**What this task involves**.
Copy every one of the items below word for word, leaving each word and punctuation mark unchanged.

**Data for this task**.
▼

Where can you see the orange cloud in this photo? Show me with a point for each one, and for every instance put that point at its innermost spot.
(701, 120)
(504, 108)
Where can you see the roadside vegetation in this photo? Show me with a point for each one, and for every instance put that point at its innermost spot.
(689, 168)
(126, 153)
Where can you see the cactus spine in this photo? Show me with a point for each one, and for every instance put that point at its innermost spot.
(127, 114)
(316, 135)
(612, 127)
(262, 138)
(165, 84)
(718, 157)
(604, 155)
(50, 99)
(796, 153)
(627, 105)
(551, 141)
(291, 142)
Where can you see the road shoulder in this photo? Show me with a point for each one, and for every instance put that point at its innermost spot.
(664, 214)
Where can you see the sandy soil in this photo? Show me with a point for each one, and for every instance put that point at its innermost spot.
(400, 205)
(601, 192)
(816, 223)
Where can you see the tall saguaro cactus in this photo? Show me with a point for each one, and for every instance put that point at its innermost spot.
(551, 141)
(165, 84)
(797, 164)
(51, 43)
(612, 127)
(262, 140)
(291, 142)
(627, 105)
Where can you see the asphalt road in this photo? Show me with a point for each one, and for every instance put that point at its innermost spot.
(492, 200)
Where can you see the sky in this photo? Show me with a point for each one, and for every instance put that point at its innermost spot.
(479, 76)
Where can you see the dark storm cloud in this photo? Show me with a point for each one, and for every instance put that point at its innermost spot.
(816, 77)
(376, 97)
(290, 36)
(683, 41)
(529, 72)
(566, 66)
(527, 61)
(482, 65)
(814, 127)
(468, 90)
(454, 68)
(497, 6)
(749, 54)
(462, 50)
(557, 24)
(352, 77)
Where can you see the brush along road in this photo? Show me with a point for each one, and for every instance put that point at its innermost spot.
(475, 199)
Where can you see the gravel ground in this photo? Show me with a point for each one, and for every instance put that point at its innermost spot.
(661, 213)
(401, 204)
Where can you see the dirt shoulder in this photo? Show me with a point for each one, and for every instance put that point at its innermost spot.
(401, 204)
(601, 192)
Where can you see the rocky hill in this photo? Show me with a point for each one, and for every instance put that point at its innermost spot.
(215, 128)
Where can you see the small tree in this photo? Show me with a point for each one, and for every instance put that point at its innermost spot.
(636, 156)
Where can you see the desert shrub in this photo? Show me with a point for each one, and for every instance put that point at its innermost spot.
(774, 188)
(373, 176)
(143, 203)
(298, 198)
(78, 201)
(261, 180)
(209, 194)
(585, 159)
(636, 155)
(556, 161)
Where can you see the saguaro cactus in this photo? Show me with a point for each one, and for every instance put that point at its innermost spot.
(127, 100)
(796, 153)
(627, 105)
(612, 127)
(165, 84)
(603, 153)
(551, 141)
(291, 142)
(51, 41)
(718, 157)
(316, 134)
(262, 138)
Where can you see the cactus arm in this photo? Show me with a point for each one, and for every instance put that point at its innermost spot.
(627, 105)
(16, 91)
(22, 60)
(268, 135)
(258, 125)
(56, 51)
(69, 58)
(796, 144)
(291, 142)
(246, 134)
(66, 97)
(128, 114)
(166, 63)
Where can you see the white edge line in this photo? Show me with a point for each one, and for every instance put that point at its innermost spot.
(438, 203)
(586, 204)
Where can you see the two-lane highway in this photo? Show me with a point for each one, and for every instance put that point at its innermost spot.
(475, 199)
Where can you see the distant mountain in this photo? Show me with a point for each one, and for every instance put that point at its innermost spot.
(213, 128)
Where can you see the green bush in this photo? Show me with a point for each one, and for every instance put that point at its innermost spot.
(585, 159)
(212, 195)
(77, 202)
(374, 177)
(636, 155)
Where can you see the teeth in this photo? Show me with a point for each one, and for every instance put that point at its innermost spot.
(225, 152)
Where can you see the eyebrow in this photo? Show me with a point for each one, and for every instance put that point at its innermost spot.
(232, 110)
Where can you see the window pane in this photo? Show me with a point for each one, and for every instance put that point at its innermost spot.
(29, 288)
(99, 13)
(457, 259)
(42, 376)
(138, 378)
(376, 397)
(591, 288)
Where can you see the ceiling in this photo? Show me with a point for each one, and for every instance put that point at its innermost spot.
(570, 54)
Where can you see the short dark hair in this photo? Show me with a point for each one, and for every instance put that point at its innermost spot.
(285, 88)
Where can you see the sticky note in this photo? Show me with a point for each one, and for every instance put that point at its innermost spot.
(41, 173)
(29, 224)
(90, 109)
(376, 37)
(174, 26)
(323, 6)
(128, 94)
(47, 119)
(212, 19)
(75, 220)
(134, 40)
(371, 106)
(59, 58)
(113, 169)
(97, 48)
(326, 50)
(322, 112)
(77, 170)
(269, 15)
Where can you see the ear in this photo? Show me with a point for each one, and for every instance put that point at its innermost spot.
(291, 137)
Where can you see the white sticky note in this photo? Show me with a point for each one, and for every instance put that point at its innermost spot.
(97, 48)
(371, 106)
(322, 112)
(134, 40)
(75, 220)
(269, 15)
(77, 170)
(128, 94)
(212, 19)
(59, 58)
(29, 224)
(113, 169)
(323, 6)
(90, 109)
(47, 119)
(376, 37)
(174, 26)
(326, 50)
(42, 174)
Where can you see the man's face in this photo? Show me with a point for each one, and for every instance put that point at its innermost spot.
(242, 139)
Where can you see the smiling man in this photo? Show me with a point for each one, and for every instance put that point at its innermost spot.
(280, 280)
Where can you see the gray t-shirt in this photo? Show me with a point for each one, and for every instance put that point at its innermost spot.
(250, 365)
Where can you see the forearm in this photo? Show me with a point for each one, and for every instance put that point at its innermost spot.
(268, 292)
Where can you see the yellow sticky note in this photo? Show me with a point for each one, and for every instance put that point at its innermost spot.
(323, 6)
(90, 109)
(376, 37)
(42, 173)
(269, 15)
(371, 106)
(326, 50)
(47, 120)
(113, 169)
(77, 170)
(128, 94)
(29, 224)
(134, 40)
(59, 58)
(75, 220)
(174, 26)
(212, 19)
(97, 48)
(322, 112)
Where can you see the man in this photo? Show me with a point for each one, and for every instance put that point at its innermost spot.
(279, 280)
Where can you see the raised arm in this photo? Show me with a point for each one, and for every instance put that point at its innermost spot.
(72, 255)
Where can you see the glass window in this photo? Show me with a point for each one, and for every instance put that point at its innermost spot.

▲

**Written response**.
Where can you see the orange cloud in this photo? Show me with a point for each one, and for every instance put that point at its innermost spot.
(701, 120)
(504, 108)
Where can you see the roadside vegetation in this photo? Show me with a point for each one, and for every instance put that point at its innermost spot.
(689, 168)
(126, 153)
Where can you see the cactus spine in this photo? Show me with a point for each one, and for every instance put that point at its innermost spot.
(127, 114)
(316, 135)
(612, 127)
(262, 138)
(165, 84)
(718, 157)
(604, 155)
(50, 99)
(796, 153)
(627, 105)
(551, 141)
(291, 142)
Where can you see the road shoulder in this photo? Show me with a point for each one, and for every instance put that point at its innermost spot.
(664, 214)
Where can you see the sandy soil in this photo? Show me with a point for each one, and for every instance put that point at its innermost spot.
(400, 205)
(601, 192)
(816, 223)
Where can you see the tall saguaro cactus in this photo? Show me with a point for each one, and for every instance put that point at its innermost spot.
(551, 141)
(165, 84)
(797, 164)
(51, 43)
(612, 127)
(262, 140)
(291, 142)
(627, 105)
Where can you see the asphalt road in this photo? Show me with a point for each one, and for every instance put that point at its innermost spot.
(492, 200)
Where can you see the sky in this photo? Show me with a point for each one, and for every instance put that point at its innermost spot.
(479, 76)
Where can you see the dark storm cloud in this photo? Show me with a point for each one, and for every instance put that point at its innermost spot.
(816, 77)
(376, 97)
(290, 36)
(683, 41)
(529, 72)
(566, 66)
(527, 61)
(482, 65)
(814, 127)
(468, 90)
(454, 68)
(497, 6)
(749, 54)
(462, 50)
(557, 24)
(352, 77)
Where can you see the brush along road in this photo? Show me with a point for each one, and for every instance put that point at its innermost spot.
(475, 199)
Where can you see the gravel ground in this photo? Show me with a point for each one, and for every instance put that point at its innermost spot.
(661, 213)
(401, 204)
Where can you see the dirt shoulder in this photo? Show me with a point for each one, and for every instance put that point at its innermost spot.
(401, 204)
(601, 192)
Where can you see the rocky hill in this photo? Show me with a point for each one, and for every instance put that point at its innermost spot.
(215, 128)
Where can you see the small tree in this photo? Show me with a point for each one, and for every instance put that point at its innermost spot.
(636, 156)
Where can you see the desert shrub in this photo? Show me with a point for each one, and for every instance put that point at its innermost spot.
(774, 188)
(373, 176)
(143, 203)
(298, 198)
(78, 201)
(261, 180)
(209, 194)
(585, 159)
(636, 155)
(556, 161)
Where can you see the saguaro cactus in this photo? Show me with a point for each one, and for every instance put that point at its innermost spot.
(127, 100)
(796, 153)
(627, 105)
(612, 127)
(165, 84)
(603, 153)
(551, 141)
(291, 142)
(51, 41)
(718, 157)
(316, 134)
(262, 138)
Where can you see the cactus arm in this photo? Show me with a point for each one, and for every instance put that point at its innermost spot.
(627, 105)
(16, 91)
(22, 60)
(268, 135)
(258, 125)
(56, 51)
(69, 58)
(796, 144)
(291, 142)
(246, 134)
(66, 97)
(128, 114)
(166, 63)
Where can you see the white edge line in this photo? Show me with a point for each one, and for every instance put that point at its innermost spot.
(438, 203)
(586, 204)
Where can you see the two-lane highway in this photo? Show me with a point for each one, and for every instance put that point at its innermost spot.
(475, 199)
Where can you see the distant mountain in this photo? Show me with a point for each one, and for every instance put that point at its innermost spot.
(213, 128)
Where can you see the green bush in this photo? Show me with a point for each one, and for every instance put that point at its innermost spot.
(585, 159)
(212, 195)
(77, 202)
(374, 177)
(636, 155)
Where can you see the teeth in this photo? Show me with a point for each one, and for every instance put that point at its innermost spot.
(225, 152)
Where can you see the eyebrow in this photo? Show me with a point for each one, and for every instance put that point at its innermost spot.
(232, 110)
Where can you see the window pane in this photo? Show me with a point for each one, and for every instance put that point at its innermost spot.
(29, 288)
(99, 13)
(457, 259)
(42, 376)
(138, 378)
(376, 397)
(591, 288)
Where can you see the ceiling in this photo? Show me with a point for each one, and for every instance put that point at its innermost spot.
(570, 54)
Where can you see the short dark hair in this photo? Show me with a point for each one, and for every instance put that point at its innermost spot.
(285, 88)
Where can you see the sticky note in this photo? Show me with a point for each one, and for every instance put that point at its innermost spot.
(41, 173)
(29, 224)
(90, 109)
(376, 37)
(174, 26)
(323, 6)
(128, 94)
(47, 119)
(212, 19)
(75, 220)
(134, 40)
(371, 106)
(59, 58)
(113, 169)
(97, 48)
(326, 50)
(322, 112)
(77, 170)
(269, 15)
Where can you see the ear in this photo? Show me with a point for each one, and for every instance put that point at its innermost spot.
(291, 137)
Where can you see the white sticky note in this photo? Show me with a point for each one, and for every instance put that point at its innermost spot.
(97, 48)
(371, 106)
(322, 112)
(134, 40)
(75, 220)
(269, 15)
(77, 170)
(128, 94)
(212, 19)
(59, 58)
(29, 224)
(113, 169)
(323, 6)
(90, 109)
(47, 119)
(376, 37)
(174, 26)
(326, 50)
(42, 174)
Where can you see the man's face in this photo? Show me with a point for each one, and for every instance put that point at its innermost spot.
(242, 139)
Where can you see the smiling man in this photo? Show me with a point for each one, and for every instance put that point at its innermost spot.
(280, 280)
Where can you see the gray t-shirt in this photo? Show me with a point for each one, and for every instance put that point at its innermost spot.
(250, 365)
Where can you see the forearm in this photo? Show me with a point for each one, and for every instance put that point at its innermost spot.
(268, 292)
Where can you see the yellow sticky note in this photo? Show me with a point for each one, and for every instance put that point at its innermost spot.
(323, 6)
(90, 109)
(376, 37)
(42, 173)
(269, 15)
(371, 106)
(326, 50)
(47, 120)
(113, 169)
(77, 170)
(128, 94)
(29, 224)
(134, 40)
(59, 58)
(75, 220)
(174, 26)
(212, 19)
(97, 48)
(322, 112)
Where can you see the man in this photo? Show me with a point for each one, and for every instance put that point at its innermost spot.
(279, 280)
Where can you see the raised arm in this photo? Show me with a point for each one, and for every instance put that point at its innermost spot.
(72, 255)
Where can you see the glass window in this photo? Show me with a point for each one, and for every instance put that point at its innermost spot.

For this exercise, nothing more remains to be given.